■ Text under study:

*** Begin section ***

Wednesday, December 14, 2011

Nobody Knows......

Seems as if the "troubles" of the last entry did not want to leave.

Mikey DID get over his early stage pneumonia with a round of antibiotics.  Huzbend DID recover.

But, alas Katie did not fair so well.

Last Tuesday she came down with a horrible hacky cough and began to breath quickly and shallow-y.  And so, on Wednesday, she stayed home from school and off to the Doctors office we went.

Our appt. was at 9:20am.  We did not leave the office until 3:00pm.  Yep.  WITH Mikey.  He was just about going insane.  They could not figure out what was wrong.  Her oxygen levels were bouncing all over into dangerous territory.  Then she developed a 102 fever while in the office.  Finally they decided on an chest xray.  The diagnosis - gunky lung (a.k.a. pneumonia) exacerbating her asthma.  It was off to the Children's Hospital ER once again.

OHHHHHH, this time I was prepared people!  I packed a bag with four days worth of clothes and toiletries, some snacks and some sanity for Katie (Nintendo DS, crayons, coloring books, a stuffed panda and her blankies).  We picked Huzbend up at work and he drove us to the hospital so that he would not be truck-less.

Sure enough, we had to stay overnight as Katie's oxygen levels were not recovering quickly enough after medication.  We ended up in the same wing of the hospital as last time and stayed pretty much the same amount of time.  Went in on Wednesday evening and were released on Saturday afternoon.

The reason for the hospital stay was to monitor Katie's oxygen levels.  When her lungs are restricted her "flow rate" can dip down to 93-95 when awake and then down below 90 when she is asleep.  Not very good when you know that a regular person can be anywhere from 95-100 when healthy.

So, that's two hospital visits in just two months.  Hooray for us.

Huzbend thinks that our medical insurance company is going to drop us siting that we have hit our quota of doctor AND hospital visits for the year.  Our pediatrician agrees and has stated that if he sees us in his office one more time this year - he will kick us out.

Katie is recovering and LOVED all the attention that she got at the hospital.  She now expects that every time she goes to a doctor that they will shower her with stuffed animals and toys.  That's just how she rolls.

*** End section ***

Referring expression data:
*** Begin section ***

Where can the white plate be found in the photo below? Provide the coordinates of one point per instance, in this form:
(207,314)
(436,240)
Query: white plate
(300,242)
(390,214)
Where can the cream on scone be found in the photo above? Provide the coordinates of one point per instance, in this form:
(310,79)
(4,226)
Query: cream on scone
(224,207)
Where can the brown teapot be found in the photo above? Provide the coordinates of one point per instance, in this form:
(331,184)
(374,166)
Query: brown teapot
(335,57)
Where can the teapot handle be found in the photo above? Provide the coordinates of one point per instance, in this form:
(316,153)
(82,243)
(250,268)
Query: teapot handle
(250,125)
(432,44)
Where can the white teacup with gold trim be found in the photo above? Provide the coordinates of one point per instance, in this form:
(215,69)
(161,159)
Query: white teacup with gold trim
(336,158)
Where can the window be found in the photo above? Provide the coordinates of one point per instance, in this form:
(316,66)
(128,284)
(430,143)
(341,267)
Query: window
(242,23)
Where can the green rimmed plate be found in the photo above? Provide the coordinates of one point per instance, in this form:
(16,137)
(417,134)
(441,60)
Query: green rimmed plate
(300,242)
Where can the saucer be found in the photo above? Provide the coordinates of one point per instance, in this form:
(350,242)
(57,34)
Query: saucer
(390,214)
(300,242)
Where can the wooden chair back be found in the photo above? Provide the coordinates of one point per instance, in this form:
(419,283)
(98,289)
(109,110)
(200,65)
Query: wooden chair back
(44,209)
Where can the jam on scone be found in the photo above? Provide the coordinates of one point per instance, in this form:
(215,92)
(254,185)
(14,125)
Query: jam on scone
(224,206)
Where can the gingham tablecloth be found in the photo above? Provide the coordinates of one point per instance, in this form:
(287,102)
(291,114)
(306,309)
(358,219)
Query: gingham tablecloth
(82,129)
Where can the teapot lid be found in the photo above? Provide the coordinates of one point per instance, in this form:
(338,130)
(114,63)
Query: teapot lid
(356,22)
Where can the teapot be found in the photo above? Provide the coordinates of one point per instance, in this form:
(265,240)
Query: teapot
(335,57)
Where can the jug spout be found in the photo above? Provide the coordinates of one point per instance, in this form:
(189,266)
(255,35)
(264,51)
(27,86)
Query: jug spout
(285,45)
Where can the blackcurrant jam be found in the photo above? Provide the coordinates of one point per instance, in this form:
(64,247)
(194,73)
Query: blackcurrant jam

*** End section ***

■ Your instructions: Duplicate the stretch of the hospital blog post from "Our appt. was" through "ER once again.". The records have nothing to do with this.

■ Task solution:
Our appt. was at 9:20am.  We did not leave the office until 3:00pm.  Yep.  WITH Mikey.  He was just about going insane.  They could not figure out what was wrong.  Her oxygen levels were bouncing all over into dangerous territory.  Then she developed a 102 fever while in the office.  Finally they decided on an chest xray.  The diagnosis - gunky lung (a.k.a. pneumonia) exacerbating her asthma.  It was off to the Children's Hospital ER once again.